Reproduce the records word for word, from their first line through the line holding "[370,194,624,520]", with that line included.

■ ■ ■

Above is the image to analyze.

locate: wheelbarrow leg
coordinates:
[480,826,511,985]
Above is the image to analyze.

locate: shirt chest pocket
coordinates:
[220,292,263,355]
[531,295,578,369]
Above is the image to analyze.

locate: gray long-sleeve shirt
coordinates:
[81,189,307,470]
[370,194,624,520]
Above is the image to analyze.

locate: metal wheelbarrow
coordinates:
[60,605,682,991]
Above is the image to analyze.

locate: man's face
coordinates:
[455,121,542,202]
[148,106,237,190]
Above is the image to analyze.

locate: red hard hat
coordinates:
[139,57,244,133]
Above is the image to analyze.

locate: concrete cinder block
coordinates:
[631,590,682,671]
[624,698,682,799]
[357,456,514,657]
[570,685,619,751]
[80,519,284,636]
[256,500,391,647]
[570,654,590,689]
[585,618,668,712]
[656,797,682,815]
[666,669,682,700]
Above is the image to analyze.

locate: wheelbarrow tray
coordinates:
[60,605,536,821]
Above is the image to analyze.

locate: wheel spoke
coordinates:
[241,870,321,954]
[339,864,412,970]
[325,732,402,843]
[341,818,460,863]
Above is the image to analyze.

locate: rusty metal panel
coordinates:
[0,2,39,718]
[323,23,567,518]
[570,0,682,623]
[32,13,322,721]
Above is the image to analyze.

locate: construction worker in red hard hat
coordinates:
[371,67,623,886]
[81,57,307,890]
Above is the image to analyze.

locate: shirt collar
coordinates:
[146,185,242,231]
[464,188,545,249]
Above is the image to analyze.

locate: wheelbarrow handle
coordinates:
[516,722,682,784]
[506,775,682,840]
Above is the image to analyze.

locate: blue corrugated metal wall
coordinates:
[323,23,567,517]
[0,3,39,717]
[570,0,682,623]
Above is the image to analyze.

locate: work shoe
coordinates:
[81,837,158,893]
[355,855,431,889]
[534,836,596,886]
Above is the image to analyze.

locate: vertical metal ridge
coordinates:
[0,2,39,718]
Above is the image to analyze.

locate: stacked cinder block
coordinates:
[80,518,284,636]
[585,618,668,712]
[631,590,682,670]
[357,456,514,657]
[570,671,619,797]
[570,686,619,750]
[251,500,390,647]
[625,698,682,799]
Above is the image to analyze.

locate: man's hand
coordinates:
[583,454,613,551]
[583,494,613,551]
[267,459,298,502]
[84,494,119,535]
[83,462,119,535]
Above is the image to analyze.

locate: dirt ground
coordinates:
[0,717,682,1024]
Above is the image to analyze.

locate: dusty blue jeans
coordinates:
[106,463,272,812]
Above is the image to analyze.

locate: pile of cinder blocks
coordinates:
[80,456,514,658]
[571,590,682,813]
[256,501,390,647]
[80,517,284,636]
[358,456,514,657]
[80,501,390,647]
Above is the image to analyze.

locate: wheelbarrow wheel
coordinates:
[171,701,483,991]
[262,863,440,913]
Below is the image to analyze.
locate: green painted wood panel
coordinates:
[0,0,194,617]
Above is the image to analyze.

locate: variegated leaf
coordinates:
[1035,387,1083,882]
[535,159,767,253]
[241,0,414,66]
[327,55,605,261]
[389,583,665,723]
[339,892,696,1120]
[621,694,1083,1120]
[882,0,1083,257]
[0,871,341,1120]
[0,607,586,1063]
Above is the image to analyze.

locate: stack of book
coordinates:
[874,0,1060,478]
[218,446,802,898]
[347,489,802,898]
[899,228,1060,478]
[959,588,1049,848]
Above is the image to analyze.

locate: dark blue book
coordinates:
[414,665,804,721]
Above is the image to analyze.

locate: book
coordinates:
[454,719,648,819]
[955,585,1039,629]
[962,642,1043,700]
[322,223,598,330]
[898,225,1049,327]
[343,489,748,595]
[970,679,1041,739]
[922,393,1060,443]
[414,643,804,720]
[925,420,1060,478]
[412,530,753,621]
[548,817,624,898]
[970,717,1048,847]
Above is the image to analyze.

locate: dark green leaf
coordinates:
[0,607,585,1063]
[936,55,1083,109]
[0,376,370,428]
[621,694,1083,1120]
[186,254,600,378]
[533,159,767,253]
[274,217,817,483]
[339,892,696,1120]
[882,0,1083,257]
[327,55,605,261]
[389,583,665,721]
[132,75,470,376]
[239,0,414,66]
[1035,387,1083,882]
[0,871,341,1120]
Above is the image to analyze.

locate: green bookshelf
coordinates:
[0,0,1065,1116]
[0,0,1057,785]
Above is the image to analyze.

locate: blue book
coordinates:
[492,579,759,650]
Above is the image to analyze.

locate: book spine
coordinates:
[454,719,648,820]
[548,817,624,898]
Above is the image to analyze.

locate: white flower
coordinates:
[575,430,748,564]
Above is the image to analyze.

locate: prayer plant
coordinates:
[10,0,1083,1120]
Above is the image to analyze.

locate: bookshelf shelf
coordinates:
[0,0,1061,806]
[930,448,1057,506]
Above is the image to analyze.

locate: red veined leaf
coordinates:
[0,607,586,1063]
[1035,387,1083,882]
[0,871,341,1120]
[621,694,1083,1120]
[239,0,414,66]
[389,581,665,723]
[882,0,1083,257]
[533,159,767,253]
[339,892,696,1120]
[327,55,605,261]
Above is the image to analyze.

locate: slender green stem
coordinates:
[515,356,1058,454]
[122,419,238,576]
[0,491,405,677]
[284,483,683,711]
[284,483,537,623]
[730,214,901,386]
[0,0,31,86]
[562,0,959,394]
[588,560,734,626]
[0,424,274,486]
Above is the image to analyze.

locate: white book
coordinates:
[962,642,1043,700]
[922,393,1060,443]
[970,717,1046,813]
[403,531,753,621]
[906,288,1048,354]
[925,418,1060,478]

■ ■ ■

● **TASK OUTPUT**
Above is the image to analyze.

locate: wheelbarrow leg
coordinates:
[480,826,511,985]
Above is the image to analyze.

locate: shirt chest pocket
coordinates:
[220,292,263,355]
[531,295,578,369]
Above is the image to analyze.

locate: gray long-sleeve shirt
coordinates:
[81,189,307,470]
[370,194,624,520]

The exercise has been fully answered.